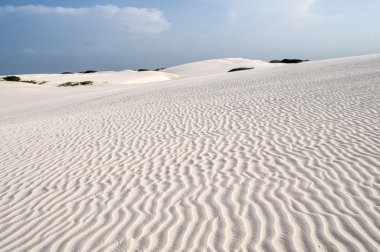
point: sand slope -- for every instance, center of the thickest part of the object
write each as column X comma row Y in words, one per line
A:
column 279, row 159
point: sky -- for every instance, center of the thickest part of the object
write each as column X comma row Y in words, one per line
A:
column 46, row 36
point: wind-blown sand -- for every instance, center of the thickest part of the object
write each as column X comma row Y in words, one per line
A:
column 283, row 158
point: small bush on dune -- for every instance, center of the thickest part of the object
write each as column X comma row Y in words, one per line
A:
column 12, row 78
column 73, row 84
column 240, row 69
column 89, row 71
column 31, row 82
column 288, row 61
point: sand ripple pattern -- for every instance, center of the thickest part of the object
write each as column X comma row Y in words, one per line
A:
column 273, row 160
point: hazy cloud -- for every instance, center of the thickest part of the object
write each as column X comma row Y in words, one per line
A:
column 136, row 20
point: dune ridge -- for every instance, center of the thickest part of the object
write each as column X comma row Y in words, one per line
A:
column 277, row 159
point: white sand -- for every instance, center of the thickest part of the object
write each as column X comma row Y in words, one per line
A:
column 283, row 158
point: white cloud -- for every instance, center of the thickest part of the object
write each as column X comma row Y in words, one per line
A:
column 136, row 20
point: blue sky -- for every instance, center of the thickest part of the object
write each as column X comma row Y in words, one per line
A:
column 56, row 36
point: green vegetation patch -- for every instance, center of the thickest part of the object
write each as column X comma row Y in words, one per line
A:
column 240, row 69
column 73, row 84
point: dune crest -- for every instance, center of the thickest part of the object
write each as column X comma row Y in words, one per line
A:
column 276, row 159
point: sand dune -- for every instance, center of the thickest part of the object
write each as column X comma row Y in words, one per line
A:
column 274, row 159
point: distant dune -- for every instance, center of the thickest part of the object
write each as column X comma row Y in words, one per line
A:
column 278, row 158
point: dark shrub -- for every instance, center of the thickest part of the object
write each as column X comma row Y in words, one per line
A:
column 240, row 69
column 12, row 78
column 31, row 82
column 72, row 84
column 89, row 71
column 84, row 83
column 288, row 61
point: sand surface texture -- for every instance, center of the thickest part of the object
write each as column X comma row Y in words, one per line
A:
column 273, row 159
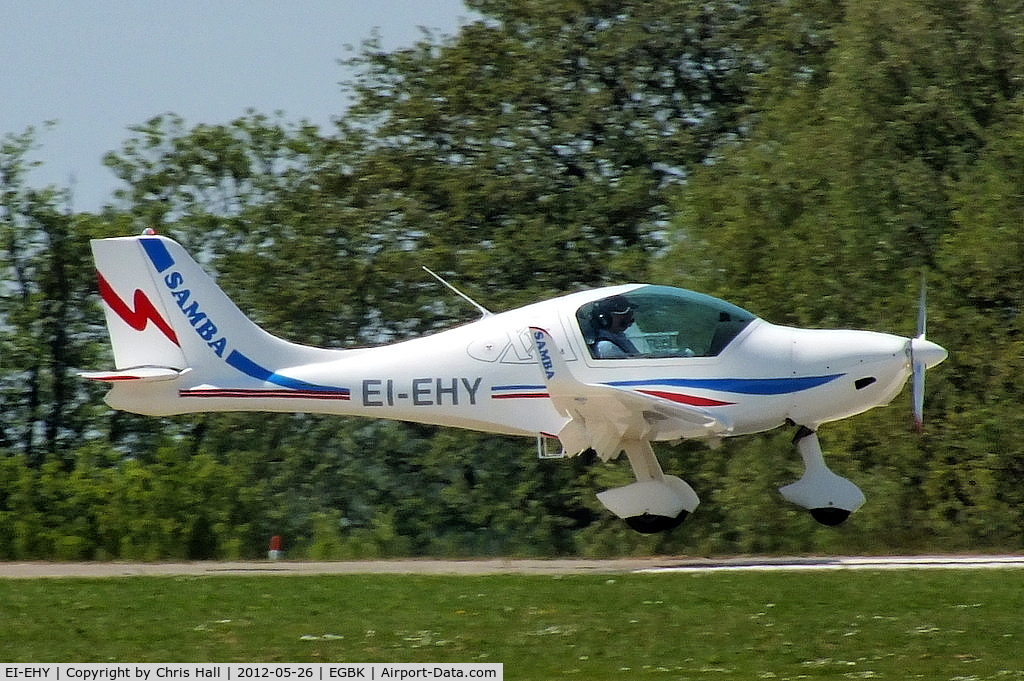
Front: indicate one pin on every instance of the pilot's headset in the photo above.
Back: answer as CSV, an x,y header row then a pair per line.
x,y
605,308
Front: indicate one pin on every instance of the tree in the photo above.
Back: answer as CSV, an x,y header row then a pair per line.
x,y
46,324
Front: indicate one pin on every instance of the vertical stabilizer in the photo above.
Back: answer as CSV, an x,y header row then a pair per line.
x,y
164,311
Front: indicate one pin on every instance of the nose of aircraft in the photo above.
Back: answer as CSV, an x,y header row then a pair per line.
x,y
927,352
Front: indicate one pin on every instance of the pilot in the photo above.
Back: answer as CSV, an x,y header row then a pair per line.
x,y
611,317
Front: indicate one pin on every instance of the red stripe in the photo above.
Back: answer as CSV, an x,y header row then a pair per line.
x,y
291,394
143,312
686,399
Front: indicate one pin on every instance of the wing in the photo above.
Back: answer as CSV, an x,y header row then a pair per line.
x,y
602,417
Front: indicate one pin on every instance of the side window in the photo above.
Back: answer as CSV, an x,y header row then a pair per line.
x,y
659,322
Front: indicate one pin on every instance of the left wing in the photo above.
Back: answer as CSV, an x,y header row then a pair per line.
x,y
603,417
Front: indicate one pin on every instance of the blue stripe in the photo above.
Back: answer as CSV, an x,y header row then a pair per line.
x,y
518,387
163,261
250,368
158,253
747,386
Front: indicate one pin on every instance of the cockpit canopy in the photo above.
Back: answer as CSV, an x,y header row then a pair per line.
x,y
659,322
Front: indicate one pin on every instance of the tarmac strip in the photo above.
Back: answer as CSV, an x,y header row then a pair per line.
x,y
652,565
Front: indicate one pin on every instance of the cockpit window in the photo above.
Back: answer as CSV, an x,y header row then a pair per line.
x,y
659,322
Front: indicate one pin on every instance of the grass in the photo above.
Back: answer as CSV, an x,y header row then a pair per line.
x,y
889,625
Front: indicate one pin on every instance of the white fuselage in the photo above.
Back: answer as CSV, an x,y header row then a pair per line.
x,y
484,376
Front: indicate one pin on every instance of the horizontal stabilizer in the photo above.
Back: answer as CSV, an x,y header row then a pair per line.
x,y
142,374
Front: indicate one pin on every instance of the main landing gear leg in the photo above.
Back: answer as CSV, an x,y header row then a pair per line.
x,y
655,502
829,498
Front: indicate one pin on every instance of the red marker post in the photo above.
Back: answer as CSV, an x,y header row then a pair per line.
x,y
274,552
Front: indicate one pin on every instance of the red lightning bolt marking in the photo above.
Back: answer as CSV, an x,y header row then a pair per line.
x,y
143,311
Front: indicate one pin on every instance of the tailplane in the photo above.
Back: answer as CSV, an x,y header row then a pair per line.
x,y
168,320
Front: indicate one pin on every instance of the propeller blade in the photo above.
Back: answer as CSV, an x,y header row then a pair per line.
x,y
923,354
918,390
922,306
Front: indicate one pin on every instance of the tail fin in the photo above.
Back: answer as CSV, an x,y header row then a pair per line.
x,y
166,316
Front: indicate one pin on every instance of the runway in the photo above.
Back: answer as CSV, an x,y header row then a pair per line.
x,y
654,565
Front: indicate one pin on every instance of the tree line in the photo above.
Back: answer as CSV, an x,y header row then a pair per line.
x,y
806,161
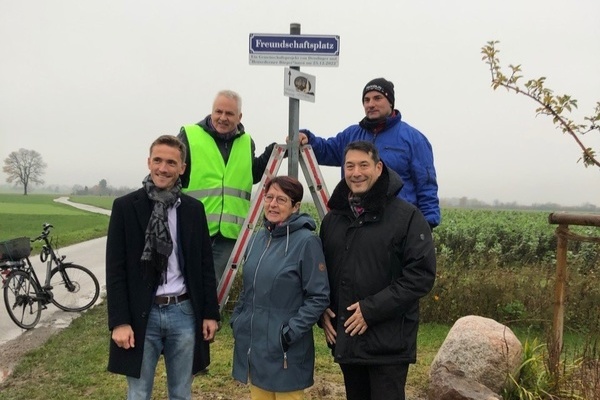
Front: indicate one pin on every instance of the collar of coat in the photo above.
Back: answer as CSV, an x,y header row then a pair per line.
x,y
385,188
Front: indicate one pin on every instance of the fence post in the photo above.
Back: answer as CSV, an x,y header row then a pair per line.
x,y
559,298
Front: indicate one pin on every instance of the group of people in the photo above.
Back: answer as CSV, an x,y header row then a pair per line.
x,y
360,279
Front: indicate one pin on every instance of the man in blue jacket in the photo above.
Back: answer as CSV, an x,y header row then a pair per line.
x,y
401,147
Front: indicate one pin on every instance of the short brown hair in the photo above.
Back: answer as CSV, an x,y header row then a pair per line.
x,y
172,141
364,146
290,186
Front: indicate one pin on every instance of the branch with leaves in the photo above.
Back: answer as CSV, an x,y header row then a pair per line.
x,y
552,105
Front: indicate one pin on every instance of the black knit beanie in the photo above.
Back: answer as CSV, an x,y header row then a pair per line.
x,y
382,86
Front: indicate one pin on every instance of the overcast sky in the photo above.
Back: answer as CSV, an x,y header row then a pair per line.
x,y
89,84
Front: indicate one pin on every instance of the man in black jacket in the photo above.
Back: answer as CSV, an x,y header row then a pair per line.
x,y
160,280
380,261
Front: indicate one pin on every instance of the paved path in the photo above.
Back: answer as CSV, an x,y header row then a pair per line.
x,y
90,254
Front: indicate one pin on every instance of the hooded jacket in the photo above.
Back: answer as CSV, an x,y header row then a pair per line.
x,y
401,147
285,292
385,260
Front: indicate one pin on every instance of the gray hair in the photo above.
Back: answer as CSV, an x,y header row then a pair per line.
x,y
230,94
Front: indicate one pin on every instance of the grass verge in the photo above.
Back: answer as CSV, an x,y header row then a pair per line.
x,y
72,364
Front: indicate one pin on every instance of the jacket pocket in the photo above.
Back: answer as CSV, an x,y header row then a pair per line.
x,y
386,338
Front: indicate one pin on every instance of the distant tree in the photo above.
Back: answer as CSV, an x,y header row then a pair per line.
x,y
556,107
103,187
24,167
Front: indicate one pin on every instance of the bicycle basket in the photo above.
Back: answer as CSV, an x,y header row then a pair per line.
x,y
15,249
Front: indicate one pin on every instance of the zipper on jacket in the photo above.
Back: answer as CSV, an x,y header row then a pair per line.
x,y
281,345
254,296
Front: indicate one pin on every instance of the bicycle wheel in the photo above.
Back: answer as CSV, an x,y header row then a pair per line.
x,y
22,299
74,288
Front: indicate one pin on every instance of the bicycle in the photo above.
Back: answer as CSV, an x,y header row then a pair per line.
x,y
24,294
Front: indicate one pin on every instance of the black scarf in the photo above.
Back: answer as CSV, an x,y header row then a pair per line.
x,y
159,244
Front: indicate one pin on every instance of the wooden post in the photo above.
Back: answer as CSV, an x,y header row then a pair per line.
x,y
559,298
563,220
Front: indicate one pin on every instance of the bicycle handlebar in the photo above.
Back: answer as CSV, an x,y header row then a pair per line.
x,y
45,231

* * * * * * *

* [Work to complete] Copy each line above where the string "distant" occurs.

* [Written solution]
point: distant dune -- for every instance, center of the thickest part of the object
Front: indicate one pin on every instance of the distant tree in the photo above.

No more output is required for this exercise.